__TO DO__:
Copy the listing below from the line containing "Could you point at the upper" through the end of the listing, keeping the requests. Offset every x and y coordinate in the answers by adding 53.

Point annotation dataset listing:
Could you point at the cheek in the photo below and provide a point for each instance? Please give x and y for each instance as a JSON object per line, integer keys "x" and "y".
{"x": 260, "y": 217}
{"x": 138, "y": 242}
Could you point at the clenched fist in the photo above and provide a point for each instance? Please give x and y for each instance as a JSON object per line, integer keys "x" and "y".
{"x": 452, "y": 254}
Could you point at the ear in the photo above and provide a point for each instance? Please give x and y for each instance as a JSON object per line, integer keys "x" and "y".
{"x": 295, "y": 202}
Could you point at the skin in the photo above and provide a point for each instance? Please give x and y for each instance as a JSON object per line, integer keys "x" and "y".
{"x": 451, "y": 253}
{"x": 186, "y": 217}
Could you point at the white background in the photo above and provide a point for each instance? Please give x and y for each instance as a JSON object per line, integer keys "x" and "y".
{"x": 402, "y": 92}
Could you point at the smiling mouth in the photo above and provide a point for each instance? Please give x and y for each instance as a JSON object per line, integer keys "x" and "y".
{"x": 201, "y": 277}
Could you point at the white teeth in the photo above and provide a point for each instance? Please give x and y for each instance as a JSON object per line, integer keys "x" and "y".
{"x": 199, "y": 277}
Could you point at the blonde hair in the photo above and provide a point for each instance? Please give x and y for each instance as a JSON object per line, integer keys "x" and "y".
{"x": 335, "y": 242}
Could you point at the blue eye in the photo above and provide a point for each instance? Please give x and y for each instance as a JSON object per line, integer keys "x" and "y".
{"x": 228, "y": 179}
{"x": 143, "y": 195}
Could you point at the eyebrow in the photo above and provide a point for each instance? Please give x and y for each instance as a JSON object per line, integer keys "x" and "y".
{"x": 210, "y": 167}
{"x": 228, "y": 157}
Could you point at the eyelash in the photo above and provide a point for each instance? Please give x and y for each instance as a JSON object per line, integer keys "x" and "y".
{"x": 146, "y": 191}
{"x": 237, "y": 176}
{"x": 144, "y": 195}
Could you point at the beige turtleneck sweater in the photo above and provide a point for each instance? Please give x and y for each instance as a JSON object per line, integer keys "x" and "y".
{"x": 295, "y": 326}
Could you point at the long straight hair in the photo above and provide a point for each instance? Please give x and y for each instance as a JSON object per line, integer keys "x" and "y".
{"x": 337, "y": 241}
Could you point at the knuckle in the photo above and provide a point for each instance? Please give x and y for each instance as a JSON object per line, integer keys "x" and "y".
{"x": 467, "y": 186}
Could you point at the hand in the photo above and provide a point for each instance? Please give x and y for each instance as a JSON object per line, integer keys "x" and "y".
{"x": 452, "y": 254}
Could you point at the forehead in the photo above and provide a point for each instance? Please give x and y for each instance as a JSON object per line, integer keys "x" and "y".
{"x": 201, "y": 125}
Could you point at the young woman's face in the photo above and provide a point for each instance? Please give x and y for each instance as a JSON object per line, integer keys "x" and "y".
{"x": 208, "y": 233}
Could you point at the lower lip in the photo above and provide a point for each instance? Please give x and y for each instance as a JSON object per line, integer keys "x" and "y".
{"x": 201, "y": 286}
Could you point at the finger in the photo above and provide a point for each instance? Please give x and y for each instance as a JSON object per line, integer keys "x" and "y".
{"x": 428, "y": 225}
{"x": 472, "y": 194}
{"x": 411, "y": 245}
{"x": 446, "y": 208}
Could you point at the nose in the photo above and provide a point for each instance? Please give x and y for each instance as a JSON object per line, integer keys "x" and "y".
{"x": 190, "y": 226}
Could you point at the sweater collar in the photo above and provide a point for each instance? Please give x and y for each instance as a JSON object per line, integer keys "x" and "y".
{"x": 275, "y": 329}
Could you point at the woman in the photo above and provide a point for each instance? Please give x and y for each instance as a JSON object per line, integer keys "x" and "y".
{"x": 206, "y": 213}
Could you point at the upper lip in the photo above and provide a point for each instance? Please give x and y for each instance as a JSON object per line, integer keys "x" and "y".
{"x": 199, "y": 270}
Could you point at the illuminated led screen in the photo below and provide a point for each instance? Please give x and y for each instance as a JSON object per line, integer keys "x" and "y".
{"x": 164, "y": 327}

__SOLUTION BELOW__:
Could you point at the upper lip in the photo above and provide a point for each instance? Please give x and y for each instance as a JSON object per line, integer keys "x" and "y".
{"x": 252, "y": 323}
Could you point at the illuminated led screen in the photo below and provide a point for each instance? Please give x and y for each instance as a JSON object per line, integer keys "x" and "y".
{"x": 217, "y": 380}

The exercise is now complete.